### TASK TO CARRY OUT:
Convert every line of the rows below into a Markdown table with two columns, Number and Line. Give each line a numbered row, and leave out any blank lines.

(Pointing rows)
_ _ _

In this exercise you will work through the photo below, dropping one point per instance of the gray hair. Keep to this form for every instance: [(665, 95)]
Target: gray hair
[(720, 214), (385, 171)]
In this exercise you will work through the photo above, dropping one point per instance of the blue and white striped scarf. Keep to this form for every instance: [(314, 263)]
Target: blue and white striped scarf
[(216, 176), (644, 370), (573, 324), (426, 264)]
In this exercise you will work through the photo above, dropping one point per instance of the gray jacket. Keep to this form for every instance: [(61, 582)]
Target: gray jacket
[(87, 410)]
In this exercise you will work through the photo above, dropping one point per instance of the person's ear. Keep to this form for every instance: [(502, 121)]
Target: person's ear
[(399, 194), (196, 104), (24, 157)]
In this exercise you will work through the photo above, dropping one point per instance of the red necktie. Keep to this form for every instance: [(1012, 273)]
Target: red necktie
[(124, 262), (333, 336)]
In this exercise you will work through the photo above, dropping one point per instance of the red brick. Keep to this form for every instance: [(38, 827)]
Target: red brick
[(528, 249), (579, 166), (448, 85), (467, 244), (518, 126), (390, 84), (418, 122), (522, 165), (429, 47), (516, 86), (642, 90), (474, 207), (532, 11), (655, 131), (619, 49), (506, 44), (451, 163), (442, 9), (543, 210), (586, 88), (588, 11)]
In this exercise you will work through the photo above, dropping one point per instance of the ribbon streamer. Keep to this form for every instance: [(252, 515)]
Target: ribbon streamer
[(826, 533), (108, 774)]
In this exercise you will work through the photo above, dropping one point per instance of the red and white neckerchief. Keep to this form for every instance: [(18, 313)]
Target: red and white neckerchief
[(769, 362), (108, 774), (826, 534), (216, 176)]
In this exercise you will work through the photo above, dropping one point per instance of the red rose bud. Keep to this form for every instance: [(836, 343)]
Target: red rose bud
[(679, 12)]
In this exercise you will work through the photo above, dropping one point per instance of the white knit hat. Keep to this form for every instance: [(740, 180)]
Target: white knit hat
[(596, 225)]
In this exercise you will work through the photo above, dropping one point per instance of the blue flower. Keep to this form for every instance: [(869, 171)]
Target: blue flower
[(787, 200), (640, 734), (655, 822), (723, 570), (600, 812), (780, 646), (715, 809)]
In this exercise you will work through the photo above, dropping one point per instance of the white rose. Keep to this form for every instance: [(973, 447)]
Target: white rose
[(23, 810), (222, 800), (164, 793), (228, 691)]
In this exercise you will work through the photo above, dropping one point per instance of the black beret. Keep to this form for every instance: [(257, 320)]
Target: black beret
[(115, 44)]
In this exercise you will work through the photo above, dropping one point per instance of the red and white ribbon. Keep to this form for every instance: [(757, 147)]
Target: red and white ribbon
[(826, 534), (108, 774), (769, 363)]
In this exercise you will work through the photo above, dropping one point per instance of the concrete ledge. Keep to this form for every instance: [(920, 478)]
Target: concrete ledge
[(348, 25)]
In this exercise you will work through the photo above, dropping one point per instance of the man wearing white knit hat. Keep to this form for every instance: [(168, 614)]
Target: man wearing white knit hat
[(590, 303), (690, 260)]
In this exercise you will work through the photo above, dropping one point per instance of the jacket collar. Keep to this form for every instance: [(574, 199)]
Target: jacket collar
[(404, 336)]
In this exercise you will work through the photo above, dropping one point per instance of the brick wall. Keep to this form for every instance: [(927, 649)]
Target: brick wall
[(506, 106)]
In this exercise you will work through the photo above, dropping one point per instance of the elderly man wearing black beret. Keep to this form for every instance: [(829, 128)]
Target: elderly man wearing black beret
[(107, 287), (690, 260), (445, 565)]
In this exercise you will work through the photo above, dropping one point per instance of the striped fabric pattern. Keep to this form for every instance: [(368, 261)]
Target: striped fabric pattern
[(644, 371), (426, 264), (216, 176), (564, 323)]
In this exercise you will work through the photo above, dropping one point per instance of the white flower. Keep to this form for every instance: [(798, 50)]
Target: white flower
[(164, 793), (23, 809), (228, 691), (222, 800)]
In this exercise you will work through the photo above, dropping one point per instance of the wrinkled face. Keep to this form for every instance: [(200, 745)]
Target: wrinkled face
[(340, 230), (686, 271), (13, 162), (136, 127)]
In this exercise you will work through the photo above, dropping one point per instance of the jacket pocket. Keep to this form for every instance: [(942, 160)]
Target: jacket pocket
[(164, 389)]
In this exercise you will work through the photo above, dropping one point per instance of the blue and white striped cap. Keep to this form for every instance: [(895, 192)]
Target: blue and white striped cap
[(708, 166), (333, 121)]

_ _ _

### THE ANSWER:
| Number | Line |
|---|---|
| 1 | In this exercise you will work through the photo below, dropping one point per instance of the gray hair. Keep to this form for every instance: [(665, 95)] |
| 2 | Target: gray hair |
| 3 | [(720, 214), (385, 171)] |
| 4 | In this exercise you will work through the photo above, dropping one point per instance of the blue and white striped scarf. Keep to this form for every instance: [(314, 263)] |
| 5 | Target: blue and white striped scarf |
| 6 | [(216, 176), (644, 370), (573, 324), (426, 264)] |
| 7 | In this exercise you will work through the photo above, dropping one point per instance of the gray jacket. Keep to this form for every instance: [(61, 582)] |
| 8 | Target: gray jacket |
| 9 | [(87, 410)] |
| 10 | In this exercise you will work through the photo above, dropping one point per instance of the person's ear. Keep to this form for every instance: [(502, 121)] |
| 11 | Target: person's ear |
| 12 | [(399, 194), (196, 104), (24, 157)] |
| 13 | In this exercise you will work through the photo above, dropping one point per instance of the red necktie. Keep to this form for every instance: [(1012, 273)] |
| 14 | Target: red necktie |
| 15 | [(124, 262), (333, 336)] |
| 16 | In this exercise you will work through the photo above, dropping one point per instance of the red brick. Keep to this form for every instance: [(38, 827)] |
| 17 | Target: red brick |
| 18 | [(528, 249), (579, 166), (448, 85), (467, 244), (518, 126), (390, 84), (418, 122), (522, 165), (429, 47), (516, 86), (642, 90), (474, 207), (532, 11), (655, 131), (619, 49), (506, 44), (451, 163), (442, 9), (543, 210), (586, 88), (588, 11)] |
| 19 | In this exercise you will work through the photo above, dropping one point per instance of the ribbon streamer. Keep to this form for every instance: [(252, 515)] |
| 20 | Target: ribbon streamer |
| 21 | [(826, 533), (108, 774)] |
| 22 | In this exercise you will work through the photo above, dropping one point per instance of the red and white neckerchief. Keep to this form for every instance: [(18, 313)] |
| 23 | Target: red and white neckerchief |
| 24 | [(769, 362), (108, 774), (826, 534), (216, 176)] |
| 25 | In this exercise you will work through the photo above, dropping one point per instance of the red rose bud. Keep to this form for every instance: [(836, 343)] |
| 26 | Target: red rose bud |
| 27 | [(679, 12)] |
| 28 | In this exercise you will work through the photo above, dropping one point per instance of the white knit hat. Keep to this form for every instance: [(740, 180)] |
| 29 | Target: white knit hat |
| 30 | [(596, 225)] |
| 31 | In this exercise you will work through the photo above, dropping one point per instance of the blue flower. Keep to this form for every instance: [(869, 171)] |
| 32 | Target: blue flower |
| 33 | [(787, 200), (640, 734), (655, 822), (723, 570), (600, 812), (780, 646), (715, 809)] |
| 34 | In this exercise you will work through the photo above, dropping one point per instance of the white rose. Keep to this form for every instance: [(973, 447)] |
| 35 | Target: white rose |
| 36 | [(23, 810), (222, 800), (164, 793), (228, 691)] |
| 37 | In this exercise you will work through the photo above, dropping one point per instance of the black beret. Keep to this form for every instance: [(257, 320)] |
| 38 | Target: black beret |
| 39 | [(115, 44)] |
| 40 | In this exercise you will work through the photo above, dropping one point per instance of the red and white ribbon. Keep to this form for every instance: [(757, 147)] |
| 41 | Target: red and white ribbon |
| 42 | [(826, 534), (108, 774), (769, 363)] |
| 43 | In this exercise you will work through the photo above, dropping one point per instance of the concrete ledge. Keep to this form for every instance: [(920, 478)] |
| 44 | Target: concrete ledge |
| 45 | [(348, 25)] |
| 46 | In this exercise you will work through the photo above, dropping one point per instance of the man wearing white knit hat. Keep to this form for every instance: [(168, 614)] |
| 47 | Target: man wearing white knit hat |
| 48 | [(590, 303), (690, 260)] |
| 49 | In this exercise you will work through the photo above, dropping one point per instance of the jacket collar. Keep to this form for every instance: [(574, 199)] |
| 50 | Target: jacket collar |
| 51 | [(404, 336)] |
| 52 | In this exercise you will work through the photo above, dropping one point per instance of the brick wall. Keep to this form for every instance: [(927, 649)] |
| 53 | Target: brick wall |
| 54 | [(506, 106)] |
| 55 | In this exercise you will work through the photo above, dropping one point per instance of the elderly man wearing black beret. Keep to this form for every instance: [(829, 128)] |
| 56 | Target: elderly man wearing black beret |
| 57 | [(107, 287), (690, 260), (445, 565)] |
| 58 | In this exercise you will work through the photo above, dropping one point per instance of the striped fabric pattern. Keep to this form for every instance: [(368, 261)] |
| 59 | Target: striped fabric pattern |
| 60 | [(644, 371), (426, 264), (216, 176), (564, 323)] |
| 61 | In this exercise you will work through the photo above, dropping one point per instance of the white flower. Keep to this form for every instance: [(798, 50)] |
| 62 | Target: white flower |
| 63 | [(164, 793), (23, 809), (228, 691), (222, 800)] |
| 64 | In this exercise you will work through the photo above, dropping one point per instance of the wrinkled face. Keep to this form for every instance: [(200, 745)] |
| 65 | Target: wrinkled face |
| 66 | [(340, 230), (686, 271), (13, 162), (136, 127)] |
| 67 | In this exercise you will work through the photo above, dropping one point per instance of the jacket pocket. Keep to this form for every instance: [(942, 160)] |
| 68 | Target: jacket pocket |
| 69 | [(164, 389)] |
| 70 | In this exercise you will work through the photo above, dropping one point per instance of the blue and white striped cap. Keep to this form for every instance: [(895, 192)] |
| 71 | Target: blue and white striped cap |
| 72 | [(708, 166), (333, 121)] |